====== Passage provided
The limbo of the pandemic looms on, and as our feeds fill up with more hot takes and navel-gazing observations about life in the time of Covid-19, we’re opting to look beyond the horizon, and up into the sky, for a wider perspective—with a little help from a handy app to guide us. Night Sky is the Google Maps of stargazing apps, offering a planetarium-like experience in the palm of your hand, with features that allow you to identify, search, and explore stars, constellations, and planets, and even track satellites. The app will also notify you when the weather is ideal for stargazing, as well as send you alerts about future astronomical events, so you don’t miss out on a rare asteroid shower or comet sighting. It’s an ideal companion for exploring the wonders of space, and a welcome resource for armchair travels.

Manufactum's seed pot press next to a seedling.

The Perfect Press for Making D.I.Y. Seed Pots

Seed pots, much like baking staples such as yeast and flour, have been in higher demand in quarantine times, as many people—in some demonstration of productive homebound self-sufficiency—take newfound interest in baking their own breads and growing herbs or gardens. Conveniently, you can easily make your own seed pots from cardboard egg cartons or newspapers, and these helpful little molds from Manufactum make the task a bit smoother and more consistent. The two-part presses are made from solid-waxed beechwood, and are as pleasing to hold in the hand as a small pepper mill. So efficient and simple, the refreshingly humble tool is practically future-proof.
============
====== Data provided
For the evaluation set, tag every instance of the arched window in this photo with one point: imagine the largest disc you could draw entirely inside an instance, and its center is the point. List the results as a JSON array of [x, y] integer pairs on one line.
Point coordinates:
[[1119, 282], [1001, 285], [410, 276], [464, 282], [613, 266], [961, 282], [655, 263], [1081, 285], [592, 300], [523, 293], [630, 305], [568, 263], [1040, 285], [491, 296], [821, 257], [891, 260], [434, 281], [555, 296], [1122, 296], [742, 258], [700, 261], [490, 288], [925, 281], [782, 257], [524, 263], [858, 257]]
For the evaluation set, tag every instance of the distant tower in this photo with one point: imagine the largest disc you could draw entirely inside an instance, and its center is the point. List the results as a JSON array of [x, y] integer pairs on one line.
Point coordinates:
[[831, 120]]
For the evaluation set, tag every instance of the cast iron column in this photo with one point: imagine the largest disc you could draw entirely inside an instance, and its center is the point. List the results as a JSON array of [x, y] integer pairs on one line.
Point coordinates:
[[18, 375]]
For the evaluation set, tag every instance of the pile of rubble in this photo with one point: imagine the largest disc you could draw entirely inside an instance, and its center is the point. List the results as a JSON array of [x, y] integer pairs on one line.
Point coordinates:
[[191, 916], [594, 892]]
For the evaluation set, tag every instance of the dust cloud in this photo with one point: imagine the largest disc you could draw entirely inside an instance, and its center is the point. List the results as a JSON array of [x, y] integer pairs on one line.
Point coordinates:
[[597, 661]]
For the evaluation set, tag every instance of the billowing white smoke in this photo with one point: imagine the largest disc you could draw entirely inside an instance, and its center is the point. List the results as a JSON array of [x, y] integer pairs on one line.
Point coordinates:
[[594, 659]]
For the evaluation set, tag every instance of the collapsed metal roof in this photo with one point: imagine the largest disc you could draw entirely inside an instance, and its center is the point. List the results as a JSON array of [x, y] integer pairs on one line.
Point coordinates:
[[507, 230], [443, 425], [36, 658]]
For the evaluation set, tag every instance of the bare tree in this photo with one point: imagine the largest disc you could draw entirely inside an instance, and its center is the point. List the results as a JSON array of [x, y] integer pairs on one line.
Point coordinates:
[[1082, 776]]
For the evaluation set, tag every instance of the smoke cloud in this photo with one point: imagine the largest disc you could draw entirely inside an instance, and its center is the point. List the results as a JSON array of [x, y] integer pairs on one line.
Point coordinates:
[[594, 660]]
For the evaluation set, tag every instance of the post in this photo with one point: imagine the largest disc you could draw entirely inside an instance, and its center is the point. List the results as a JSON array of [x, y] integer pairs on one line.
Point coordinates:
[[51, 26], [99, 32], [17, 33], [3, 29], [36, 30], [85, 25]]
============
* Actions to take *
A. According to the product passage, what wood are Manufactum's two-part seed pot presses made from?
B. From the product passage, write out the text starting with "The limbo of" and going on through "to a seedling.".
The lines are separate material and have no connection to the product passage.

* Answers to the tasks *
A. Solid-waxed beechwood.

B.
The limbo of the pandemic looms on, and as our feeds fill up with more hot takes and navel-gazing observations about life in the time of Covid-19, we’re opting to look beyond the horizon, and up into the sky, for a wider perspective—with a little help from a handy app to guide us. Night Sky is the Google Maps of stargazing apps, offering a planetarium-like experience in the palm of your hand, with features that allow you to identify, search, and explore stars, constellations, and planets, and even track satellites. The app will also notify you when the weather is ideal for stargazing, as well as send you alerts about future astronomical events, so you don’t miss out on a rare asteroid shower or comet sighting. It’s an ideal companion for exploring the wonders of space, and a welcome resource for armchair travels.

Manufactum's seed pot press next to a seedling.